Exercise goal: Could you copy the data below line for line, keeping every word and mark unchanged?

Provided data:
# # #
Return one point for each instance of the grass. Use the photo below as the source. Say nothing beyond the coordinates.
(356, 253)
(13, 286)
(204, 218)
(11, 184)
# # #
Response below:
Return one point for each instance of the grass. Use the photo below as the source. Say nothing beyond the coordinates.
(356, 253)
(13, 286)
(204, 218)
(11, 184)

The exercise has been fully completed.